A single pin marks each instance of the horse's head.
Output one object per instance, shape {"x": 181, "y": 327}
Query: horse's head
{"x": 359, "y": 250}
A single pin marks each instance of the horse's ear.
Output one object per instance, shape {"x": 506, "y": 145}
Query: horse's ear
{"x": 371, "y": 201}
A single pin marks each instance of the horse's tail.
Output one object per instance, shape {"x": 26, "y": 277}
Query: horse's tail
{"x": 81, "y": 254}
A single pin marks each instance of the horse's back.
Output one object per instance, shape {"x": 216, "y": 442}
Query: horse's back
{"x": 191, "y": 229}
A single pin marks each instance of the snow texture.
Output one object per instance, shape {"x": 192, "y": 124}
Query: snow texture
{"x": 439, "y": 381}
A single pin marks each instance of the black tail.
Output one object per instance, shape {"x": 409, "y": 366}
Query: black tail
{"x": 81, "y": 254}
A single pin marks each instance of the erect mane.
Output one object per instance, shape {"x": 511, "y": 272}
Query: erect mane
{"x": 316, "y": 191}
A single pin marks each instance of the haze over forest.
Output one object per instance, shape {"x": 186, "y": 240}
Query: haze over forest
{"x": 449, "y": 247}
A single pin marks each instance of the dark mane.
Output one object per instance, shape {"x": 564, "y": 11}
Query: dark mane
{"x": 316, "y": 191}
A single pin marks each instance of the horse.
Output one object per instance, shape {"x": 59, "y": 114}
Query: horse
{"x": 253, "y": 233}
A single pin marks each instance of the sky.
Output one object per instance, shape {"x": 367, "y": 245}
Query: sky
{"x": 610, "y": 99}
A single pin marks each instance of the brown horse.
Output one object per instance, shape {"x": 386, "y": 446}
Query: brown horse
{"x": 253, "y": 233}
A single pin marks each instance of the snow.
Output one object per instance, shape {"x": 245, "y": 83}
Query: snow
- - - -
* _Objective_
Return all the data exactly as given.

* _Answer in full_
A single pin marks each instance of the horse's head.
Output one object per instance, shape {"x": 181, "y": 327}
Query: horse's head
{"x": 359, "y": 250}
A single pin marks each instance of the horse's ear.
Output one object per instance, shape {"x": 506, "y": 145}
Query: horse's ear
{"x": 371, "y": 201}
A single pin marks each instance of the horse's tail.
Output one object per instance, shape {"x": 26, "y": 277}
Query: horse's tail
{"x": 81, "y": 254}
A single pin marks each instance of the horse's back.
Output one object per instance, shape {"x": 216, "y": 442}
Query: horse's back
{"x": 191, "y": 229}
A single pin marks each instance of the snow texture.
Output one object per instance, shape {"x": 192, "y": 124}
Query: snow texture
{"x": 439, "y": 381}
A single pin marks each instance of the black tail.
Output one object per instance, shape {"x": 409, "y": 366}
Query: black tail
{"x": 81, "y": 254}
A single pin marks each instance of the erect mane.
Output one object per instance, shape {"x": 511, "y": 272}
Query: erect mane
{"x": 316, "y": 191}
A single pin marks each instance of the haze over forest.
Output one object per instance, shape {"x": 186, "y": 240}
Query: haze over forest
{"x": 449, "y": 247}
A single pin marks each instance of the dark mane.
Output one object per instance, shape {"x": 564, "y": 11}
Query: dark mane
{"x": 316, "y": 191}
A single pin marks each instance of the horse.
Output one object per instance, shape {"x": 59, "y": 114}
Query: horse
{"x": 253, "y": 233}
A single pin marks each instance of the sky.
Output one object per instance, shape {"x": 367, "y": 245}
Query: sky
{"x": 610, "y": 99}
A single pin marks each instance of the brown horse.
Output one object per instance, shape {"x": 386, "y": 446}
Query: brown horse
{"x": 253, "y": 233}
A single pin marks each instance of the snow.
Output one object per instance, shape {"x": 245, "y": 83}
Query: snow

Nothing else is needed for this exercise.